You (Sadly) Can Take the Girl Out of Paris
I’ve been obsessed with food and fine dining since childhood when I used to pore through my mother’s copy of Gourmet and make horrific messes in the kitchen. Then, like today, I was always way better at cooking than cleaning and then, like today, I found that kitchen experimentation teaches life lessons.
I learned about materials and the joy of Sil-Pat when I stained my mother’s counters with a turmeric pastry dough for Caribbean Meat Pies. I learned why you can’t bake a layer cake in pie pans with a chocolate/banana “vol-cake-o” (so named because I piled the trimmings of the cake on top and let them explode over the sides). Most importantly, I learned that when your mother forbids candy in the house, you can still indulge your sweet tooth if you bake dessert for the whole family.*
When I went on junior year abroad to Paris, I was in food heaven and learned that when you’re in Europe with your dad’s credit card, you should eat up! I had croissant or pain au chocolat every morning from my local pâtisserie. As I was studying at the École du Louvre, I was able to go to Angelina, the famous salon du thé known for its divine, thick, practically perfect chocolat chaud and fancy pastries frequently but absolutely despised their most popular dessert: le Mont Blanc which was a mix of chestnut purée and whipped cream.

Dégoûtant.

- **Record list**:
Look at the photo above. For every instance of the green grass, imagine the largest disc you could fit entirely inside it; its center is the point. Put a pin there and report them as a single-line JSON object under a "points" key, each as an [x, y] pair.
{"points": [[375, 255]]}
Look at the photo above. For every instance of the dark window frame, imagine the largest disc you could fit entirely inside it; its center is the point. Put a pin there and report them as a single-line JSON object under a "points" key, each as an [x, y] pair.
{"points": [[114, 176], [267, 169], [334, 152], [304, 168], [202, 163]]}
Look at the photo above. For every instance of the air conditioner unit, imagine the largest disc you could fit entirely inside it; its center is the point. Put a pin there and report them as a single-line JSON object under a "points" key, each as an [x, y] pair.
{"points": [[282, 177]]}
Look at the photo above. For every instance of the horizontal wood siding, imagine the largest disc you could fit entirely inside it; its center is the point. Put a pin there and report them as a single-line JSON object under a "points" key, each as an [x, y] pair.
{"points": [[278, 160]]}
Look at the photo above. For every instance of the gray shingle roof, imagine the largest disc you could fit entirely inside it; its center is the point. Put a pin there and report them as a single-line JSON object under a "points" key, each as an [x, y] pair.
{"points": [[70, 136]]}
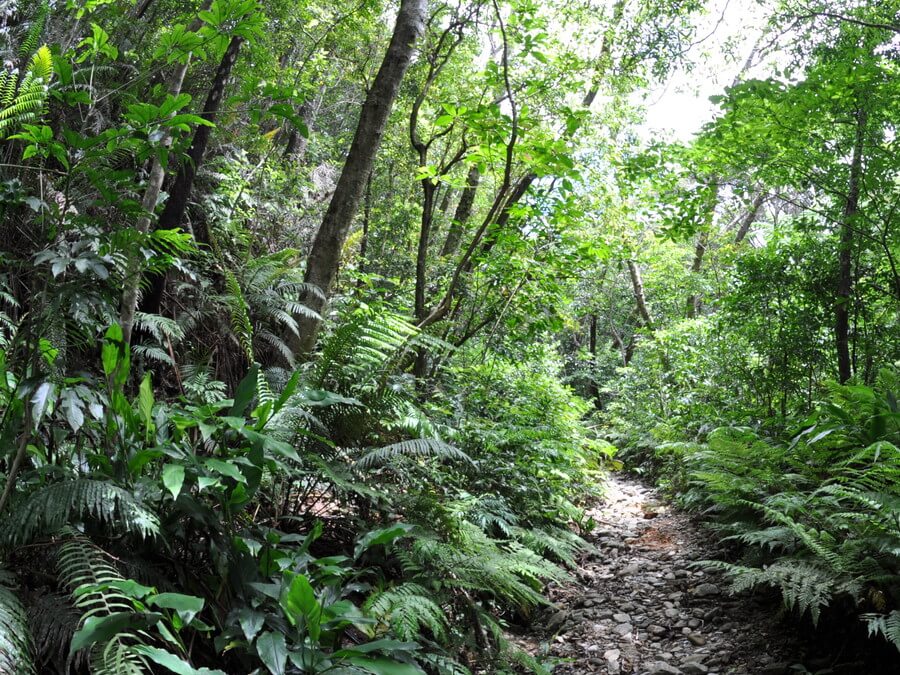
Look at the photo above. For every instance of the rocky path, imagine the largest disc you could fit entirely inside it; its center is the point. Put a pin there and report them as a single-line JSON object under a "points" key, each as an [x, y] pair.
{"points": [[643, 605]]}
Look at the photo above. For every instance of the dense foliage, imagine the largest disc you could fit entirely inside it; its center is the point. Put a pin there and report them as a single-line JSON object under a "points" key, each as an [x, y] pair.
{"points": [[320, 322]]}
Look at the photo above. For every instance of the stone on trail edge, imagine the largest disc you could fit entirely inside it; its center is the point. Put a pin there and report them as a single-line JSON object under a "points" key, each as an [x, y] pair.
{"points": [[643, 606]]}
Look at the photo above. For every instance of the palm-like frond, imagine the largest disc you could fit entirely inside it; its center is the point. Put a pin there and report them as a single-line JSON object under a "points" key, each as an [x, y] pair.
{"points": [[15, 637], [53, 506]]}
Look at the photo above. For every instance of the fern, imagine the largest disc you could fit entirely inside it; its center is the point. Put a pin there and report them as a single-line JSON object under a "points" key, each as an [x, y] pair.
{"points": [[804, 586], [35, 30], [886, 625], [416, 447], [409, 610], [85, 571], [15, 637], [53, 506], [25, 102]]}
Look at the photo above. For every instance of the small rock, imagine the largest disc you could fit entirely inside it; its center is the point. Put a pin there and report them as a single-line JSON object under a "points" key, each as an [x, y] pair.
{"points": [[780, 668], [557, 619], [706, 590]]}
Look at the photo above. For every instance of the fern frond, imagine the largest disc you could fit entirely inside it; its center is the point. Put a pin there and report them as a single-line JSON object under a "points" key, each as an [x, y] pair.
{"points": [[886, 625], [15, 636], [53, 506], [409, 610], [416, 447], [87, 574]]}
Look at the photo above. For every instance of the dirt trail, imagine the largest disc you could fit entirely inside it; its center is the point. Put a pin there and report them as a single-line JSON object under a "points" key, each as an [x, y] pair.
{"points": [[643, 606]]}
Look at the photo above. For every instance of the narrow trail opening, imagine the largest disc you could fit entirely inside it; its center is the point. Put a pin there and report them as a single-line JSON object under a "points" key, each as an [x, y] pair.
{"points": [[642, 604]]}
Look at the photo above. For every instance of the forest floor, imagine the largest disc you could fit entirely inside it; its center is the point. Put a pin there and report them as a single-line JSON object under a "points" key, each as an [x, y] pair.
{"points": [[643, 604]]}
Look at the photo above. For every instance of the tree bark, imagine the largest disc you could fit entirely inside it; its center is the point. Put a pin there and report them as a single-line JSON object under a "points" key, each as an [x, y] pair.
{"points": [[180, 193], [132, 282], [324, 257], [637, 286], [845, 254], [463, 213], [750, 218], [593, 389]]}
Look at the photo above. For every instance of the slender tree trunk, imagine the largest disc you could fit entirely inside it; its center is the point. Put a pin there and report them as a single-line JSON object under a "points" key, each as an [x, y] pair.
{"points": [[748, 220], [593, 389], [364, 239], [421, 311], [637, 286], [296, 145], [180, 193], [845, 254], [181, 189], [131, 289], [462, 214], [324, 257], [693, 303]]}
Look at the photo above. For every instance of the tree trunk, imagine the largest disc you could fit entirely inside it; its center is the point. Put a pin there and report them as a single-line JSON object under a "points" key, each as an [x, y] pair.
{"points": [[180, 192], [132, 281], [364, 239], [324, 257], [637, 286], [845, 254], [750, 218], [593, 389], [181, 189], [693, 303], [462, 214]]}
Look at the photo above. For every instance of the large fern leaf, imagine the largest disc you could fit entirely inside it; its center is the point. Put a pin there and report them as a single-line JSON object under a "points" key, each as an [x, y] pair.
{"points": [[53, 506], [15, 640]]}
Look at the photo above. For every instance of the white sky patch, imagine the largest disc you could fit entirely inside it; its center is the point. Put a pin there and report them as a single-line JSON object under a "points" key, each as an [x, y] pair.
{"points": [[678, 108]]}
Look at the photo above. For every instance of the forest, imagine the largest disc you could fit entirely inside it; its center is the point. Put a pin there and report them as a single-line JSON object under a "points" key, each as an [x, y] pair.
{"points": [[332, 333]]}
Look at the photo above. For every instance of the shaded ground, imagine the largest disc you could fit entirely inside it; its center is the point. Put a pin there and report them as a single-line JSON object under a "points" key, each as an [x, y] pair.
{"points": [[642, 605]]}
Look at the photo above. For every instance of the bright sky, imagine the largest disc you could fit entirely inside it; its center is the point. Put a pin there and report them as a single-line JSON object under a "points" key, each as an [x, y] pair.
{"points": [[677, 109]]}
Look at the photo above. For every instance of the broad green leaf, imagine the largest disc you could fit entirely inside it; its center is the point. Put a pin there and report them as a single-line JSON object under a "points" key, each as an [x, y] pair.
{"points": [[245, 392], [172, 662], [272, 652], [384, 666], [103, 628], [384, 535], [145, 403], [186, 606], [226, 469], [299, 601], [251, 622], [173, 478]]}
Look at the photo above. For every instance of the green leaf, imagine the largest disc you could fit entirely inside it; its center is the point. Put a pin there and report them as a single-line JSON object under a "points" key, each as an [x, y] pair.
{"points": [[74, 413], [385, 666], [384, 645], [173, 478], [186, 606], [299, 601], [226, 469], [103, 628], [245, 392], [41, 400], [172, 662], [272, 651], [145, 402], [251, 622]]}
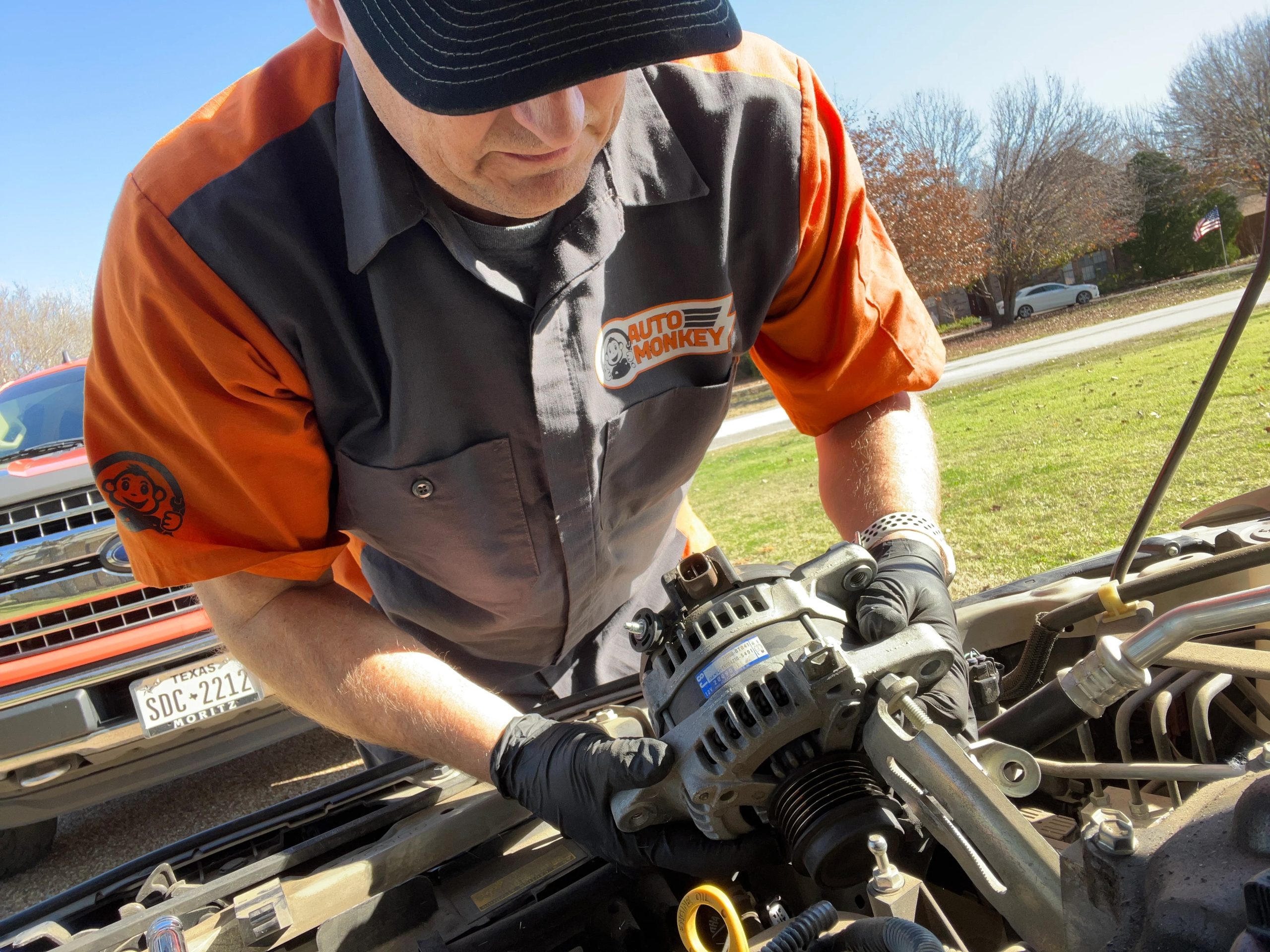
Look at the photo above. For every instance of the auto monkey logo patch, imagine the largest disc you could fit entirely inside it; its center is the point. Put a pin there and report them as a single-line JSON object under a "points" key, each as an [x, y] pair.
{"points": [[628, 347], [143, 492]]}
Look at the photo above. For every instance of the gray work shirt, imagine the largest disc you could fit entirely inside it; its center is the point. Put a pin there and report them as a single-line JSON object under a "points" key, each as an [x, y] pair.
{"points": [[512, 459]]}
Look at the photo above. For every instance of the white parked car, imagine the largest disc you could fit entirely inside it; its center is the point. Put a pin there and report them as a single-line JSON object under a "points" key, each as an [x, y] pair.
{"points": [[1047, 298]]}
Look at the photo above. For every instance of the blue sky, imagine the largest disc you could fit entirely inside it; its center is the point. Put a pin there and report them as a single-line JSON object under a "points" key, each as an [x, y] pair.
{"points": [[87, 87]]}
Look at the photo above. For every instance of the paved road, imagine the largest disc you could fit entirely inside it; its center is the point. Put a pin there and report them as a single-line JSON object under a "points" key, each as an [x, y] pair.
{"points": [[741, 429]]}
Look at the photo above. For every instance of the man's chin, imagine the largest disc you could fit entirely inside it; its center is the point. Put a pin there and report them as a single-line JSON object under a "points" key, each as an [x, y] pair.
{"points": [[541, 194]]}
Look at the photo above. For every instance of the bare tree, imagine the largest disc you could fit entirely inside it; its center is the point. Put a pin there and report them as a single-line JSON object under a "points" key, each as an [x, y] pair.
{"points": [[942, 125], [37, 330], [1143, 130], [929, 214], [1219, 106], [1057, 183]]}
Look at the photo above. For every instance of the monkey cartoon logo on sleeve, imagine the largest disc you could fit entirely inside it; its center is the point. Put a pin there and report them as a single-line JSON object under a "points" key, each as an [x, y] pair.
{"points": [[143, 492]]}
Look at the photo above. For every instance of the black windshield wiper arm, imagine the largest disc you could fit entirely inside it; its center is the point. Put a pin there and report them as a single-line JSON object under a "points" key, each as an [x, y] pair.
{"points": [[42, 448]]}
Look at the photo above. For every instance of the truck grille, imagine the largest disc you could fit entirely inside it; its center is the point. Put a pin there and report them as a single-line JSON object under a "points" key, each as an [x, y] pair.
{"points": [[102, 616], [46, 517]]}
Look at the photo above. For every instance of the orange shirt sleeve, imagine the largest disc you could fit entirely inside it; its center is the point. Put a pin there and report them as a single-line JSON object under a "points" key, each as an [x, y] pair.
{"points": [[198, 423], [846, 329]]}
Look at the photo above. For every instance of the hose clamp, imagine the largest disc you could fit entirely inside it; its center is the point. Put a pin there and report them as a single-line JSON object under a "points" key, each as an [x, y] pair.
{"points": [[1103, 677]]}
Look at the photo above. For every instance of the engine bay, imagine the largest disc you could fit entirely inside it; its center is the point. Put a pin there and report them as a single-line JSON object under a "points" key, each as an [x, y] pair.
{"points": [[1123, 803]]}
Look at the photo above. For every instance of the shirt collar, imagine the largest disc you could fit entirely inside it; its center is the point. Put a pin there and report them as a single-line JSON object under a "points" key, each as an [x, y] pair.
{"points": [[379, 183], [382, 192]]}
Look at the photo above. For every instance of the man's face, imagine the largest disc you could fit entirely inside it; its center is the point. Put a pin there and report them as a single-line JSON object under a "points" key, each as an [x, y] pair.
{"points": [[516, 163]]}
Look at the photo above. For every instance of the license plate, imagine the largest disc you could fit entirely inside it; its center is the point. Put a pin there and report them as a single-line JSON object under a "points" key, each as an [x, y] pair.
{"points": [[193, 694]]}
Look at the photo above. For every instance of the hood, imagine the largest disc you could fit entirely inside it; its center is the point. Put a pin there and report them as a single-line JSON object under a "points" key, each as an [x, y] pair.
{"points": [[26, 480]]}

- **The tasks**:
A – In the essay about food and Paris, which dessert at Angelina did the writer despise?
B – Please reproduce the part of the essay about food and Paris starting with "You (Sadly) Can" and going on through "teaches life lessons.".

- **Solutions**:
A – Le Mont Blanc, a mix of chestnut purée and whipped cream.

B –
You (Sadly) Can Take the Girl Out of Paris
I’ve been obsessed with food and fine dining since childhood when I used to pore through my mother’s copy of Gourmet and make horrific messes in the kitchen. Then, like today, I was always way better at cooking than cleaning and then, like today, I found that kitchen experimentation teaches life lessons.